あいちトリエンナーレ2019から「リボーン」まで、今週末に見たい3つの展覧会

今週スタートした展覧会と8月5日までに終了する展覧会のなかから、とくに注目したい3つをピックアップしてお届けする。この機会をお見逃しなく。

あいちトリエンナーレ2019より、ジェームズ・ブライドル《ドローンの影》(2019)

「情の時代」のアートとは? 「あいちトリエンナーレ2019」(愛知芸術文化センター、名古屋市美術館、四間道・円頓寺、豊田市美術館、豊田市駅周辺)

ウーゴ・ロンディノーネ 孤独のボキャブラリー 2014-16

 ジャーナリスト・津田大介が芸術監督を務める「あいちトリエンナーレ2019」がついに開幕。参加作家の男女比を半々としたことでも話題を集めた今回は、「情の時代」をテーマに開催される。会場は愛知芸術文化センター、名古屋市美術館、四間道・円頓寺、そして豊田市美術館・豊田市駅周辺の4つ。

- 提供データ
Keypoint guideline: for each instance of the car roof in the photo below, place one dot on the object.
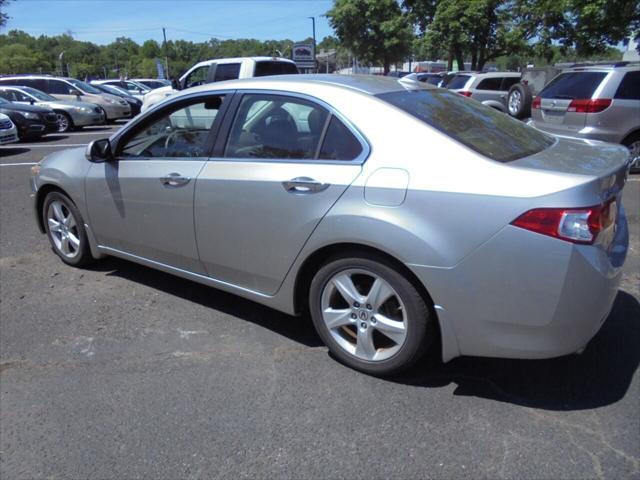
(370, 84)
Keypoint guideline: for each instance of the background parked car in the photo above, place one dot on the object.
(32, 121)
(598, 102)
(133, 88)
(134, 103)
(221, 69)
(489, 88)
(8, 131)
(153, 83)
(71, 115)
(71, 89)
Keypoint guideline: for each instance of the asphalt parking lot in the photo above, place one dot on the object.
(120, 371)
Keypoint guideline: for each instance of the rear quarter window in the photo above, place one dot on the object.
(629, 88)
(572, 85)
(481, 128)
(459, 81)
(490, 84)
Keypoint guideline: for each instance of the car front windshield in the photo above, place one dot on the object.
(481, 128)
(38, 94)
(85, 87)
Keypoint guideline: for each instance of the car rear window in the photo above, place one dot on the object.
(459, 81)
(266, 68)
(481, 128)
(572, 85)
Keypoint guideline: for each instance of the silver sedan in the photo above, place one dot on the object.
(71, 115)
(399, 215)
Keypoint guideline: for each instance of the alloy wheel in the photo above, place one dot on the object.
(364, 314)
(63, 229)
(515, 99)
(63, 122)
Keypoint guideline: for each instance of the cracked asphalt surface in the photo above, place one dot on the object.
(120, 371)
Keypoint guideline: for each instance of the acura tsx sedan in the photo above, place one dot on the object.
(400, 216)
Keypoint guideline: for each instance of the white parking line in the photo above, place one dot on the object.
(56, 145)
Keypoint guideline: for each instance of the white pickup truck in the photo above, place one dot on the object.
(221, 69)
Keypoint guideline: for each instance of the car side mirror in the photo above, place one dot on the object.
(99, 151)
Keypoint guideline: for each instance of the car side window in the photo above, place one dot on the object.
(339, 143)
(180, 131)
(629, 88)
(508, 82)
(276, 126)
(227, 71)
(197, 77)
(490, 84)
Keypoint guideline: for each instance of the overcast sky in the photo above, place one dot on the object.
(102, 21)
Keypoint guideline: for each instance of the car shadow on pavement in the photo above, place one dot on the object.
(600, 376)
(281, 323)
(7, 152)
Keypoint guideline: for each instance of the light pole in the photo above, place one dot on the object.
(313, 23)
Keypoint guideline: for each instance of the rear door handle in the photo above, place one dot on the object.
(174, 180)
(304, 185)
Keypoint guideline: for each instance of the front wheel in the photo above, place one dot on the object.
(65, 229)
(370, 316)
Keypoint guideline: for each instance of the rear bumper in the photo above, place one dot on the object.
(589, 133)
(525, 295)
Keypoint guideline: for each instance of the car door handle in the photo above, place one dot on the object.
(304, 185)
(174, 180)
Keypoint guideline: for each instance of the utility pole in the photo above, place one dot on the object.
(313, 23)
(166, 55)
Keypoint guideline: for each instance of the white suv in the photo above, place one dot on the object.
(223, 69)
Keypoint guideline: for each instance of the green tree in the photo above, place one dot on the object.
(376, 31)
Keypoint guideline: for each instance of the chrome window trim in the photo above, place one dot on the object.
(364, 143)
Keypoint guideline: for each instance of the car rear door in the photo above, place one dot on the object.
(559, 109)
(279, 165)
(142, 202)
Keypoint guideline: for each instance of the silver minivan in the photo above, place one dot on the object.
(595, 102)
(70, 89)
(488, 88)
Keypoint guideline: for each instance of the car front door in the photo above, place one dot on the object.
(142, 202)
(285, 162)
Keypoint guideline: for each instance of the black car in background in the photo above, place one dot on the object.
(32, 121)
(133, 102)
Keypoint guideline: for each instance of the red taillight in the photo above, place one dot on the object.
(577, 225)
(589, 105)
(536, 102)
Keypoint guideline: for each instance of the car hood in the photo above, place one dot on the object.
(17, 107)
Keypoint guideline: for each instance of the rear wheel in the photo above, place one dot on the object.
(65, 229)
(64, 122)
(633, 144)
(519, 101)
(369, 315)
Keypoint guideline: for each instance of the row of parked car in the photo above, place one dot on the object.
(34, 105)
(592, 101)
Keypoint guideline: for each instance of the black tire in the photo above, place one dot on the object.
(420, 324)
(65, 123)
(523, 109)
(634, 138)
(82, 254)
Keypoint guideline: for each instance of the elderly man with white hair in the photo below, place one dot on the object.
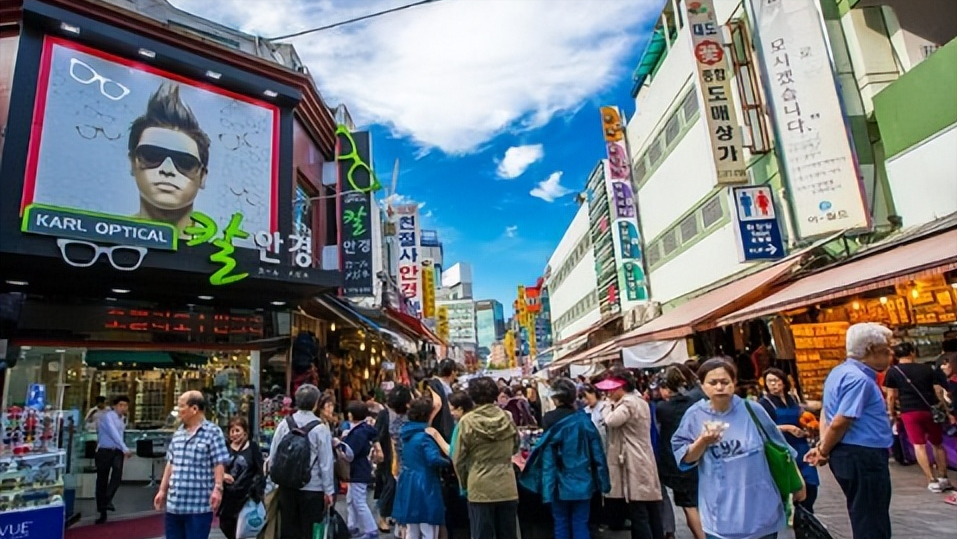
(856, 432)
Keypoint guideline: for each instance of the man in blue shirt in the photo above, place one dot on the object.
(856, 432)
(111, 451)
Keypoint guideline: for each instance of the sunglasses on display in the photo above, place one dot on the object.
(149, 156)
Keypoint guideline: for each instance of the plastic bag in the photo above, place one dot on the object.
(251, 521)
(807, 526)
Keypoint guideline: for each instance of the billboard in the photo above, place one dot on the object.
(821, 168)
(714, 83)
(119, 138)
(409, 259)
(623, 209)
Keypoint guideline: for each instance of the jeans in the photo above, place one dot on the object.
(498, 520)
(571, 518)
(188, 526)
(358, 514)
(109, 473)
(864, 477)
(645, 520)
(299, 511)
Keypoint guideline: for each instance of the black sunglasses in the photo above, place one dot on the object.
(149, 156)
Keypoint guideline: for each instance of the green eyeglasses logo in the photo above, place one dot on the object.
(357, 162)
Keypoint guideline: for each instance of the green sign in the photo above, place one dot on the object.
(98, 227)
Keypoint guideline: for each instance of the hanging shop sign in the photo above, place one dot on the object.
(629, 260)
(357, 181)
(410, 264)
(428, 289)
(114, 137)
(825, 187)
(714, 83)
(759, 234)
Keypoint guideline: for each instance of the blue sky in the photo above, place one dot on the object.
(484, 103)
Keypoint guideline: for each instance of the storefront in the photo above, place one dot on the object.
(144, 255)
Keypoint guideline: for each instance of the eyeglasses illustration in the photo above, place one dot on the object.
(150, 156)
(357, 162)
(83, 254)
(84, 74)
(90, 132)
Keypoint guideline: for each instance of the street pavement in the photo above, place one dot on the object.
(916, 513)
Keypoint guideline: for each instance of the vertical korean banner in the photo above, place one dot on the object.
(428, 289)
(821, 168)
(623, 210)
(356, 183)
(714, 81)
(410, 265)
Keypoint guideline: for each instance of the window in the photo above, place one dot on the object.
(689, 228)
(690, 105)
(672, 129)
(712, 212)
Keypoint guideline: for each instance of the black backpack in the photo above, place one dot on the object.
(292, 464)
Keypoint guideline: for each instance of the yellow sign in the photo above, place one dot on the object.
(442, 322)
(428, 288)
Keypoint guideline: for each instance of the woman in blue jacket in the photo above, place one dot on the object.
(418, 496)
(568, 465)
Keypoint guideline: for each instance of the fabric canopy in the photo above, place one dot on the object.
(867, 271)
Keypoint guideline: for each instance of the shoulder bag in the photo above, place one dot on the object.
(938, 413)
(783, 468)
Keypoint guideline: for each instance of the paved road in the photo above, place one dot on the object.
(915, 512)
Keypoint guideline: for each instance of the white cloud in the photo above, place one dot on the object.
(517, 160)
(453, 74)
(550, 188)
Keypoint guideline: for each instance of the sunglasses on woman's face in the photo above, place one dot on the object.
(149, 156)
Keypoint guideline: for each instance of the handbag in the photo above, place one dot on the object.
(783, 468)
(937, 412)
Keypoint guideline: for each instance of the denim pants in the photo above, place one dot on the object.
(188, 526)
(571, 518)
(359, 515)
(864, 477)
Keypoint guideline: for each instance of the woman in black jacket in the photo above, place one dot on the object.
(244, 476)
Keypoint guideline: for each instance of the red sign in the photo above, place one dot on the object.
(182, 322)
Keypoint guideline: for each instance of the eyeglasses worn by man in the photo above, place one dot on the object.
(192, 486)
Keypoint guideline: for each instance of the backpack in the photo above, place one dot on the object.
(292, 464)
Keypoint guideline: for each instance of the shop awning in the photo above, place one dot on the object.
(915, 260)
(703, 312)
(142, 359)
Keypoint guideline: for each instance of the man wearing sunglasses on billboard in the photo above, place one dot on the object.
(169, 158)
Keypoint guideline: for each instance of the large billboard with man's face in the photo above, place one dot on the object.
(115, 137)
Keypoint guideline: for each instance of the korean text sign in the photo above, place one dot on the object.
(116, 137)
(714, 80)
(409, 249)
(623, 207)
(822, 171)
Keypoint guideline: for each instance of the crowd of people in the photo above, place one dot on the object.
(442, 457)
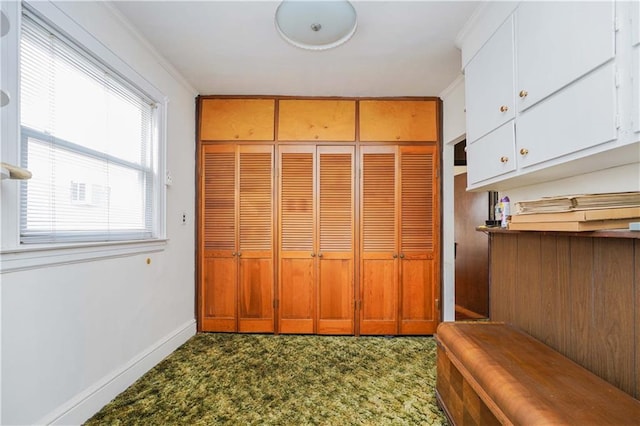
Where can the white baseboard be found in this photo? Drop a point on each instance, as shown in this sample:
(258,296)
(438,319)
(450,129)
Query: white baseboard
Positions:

- 出題
展覧会紹介の記事から、「あいちトリエンナーレ2019より、ジェー」で始まり「美術館・豊田市駅周辺の4つ。」で終わる部分を、一字一句違えずに書き出してください。 上記のリストは、展覧会紹介の記事とは別個の資料です。

- 解答例
あいちトリエンナーレ2019より、ジェームズ・ブライドル《ドローンの影》(2019)

「情の時代」のアートとは? 「あいちトリエンナーレ2019」(愛知芸術文化センター、名古屋市美術館、四間道・円頓寺、豊田市美術館、豊田市駅周辺)

ウーゴ・ロンディノーネ 孤独のボキャブラリー 2014-16

 ジャーナリスト・津田大介が芸術監督を務める「あいちトリエンナーレ2019」がついに開幕。参加作家の男女比を半々としたことでも話題を集めた今回は、「情の時代」をテーマに開催される。会場は愛知芸術文化センター、名古屋市美術館、四間道・円頓寺、そして豊田市美術館・豊田市駅周辺の4つ。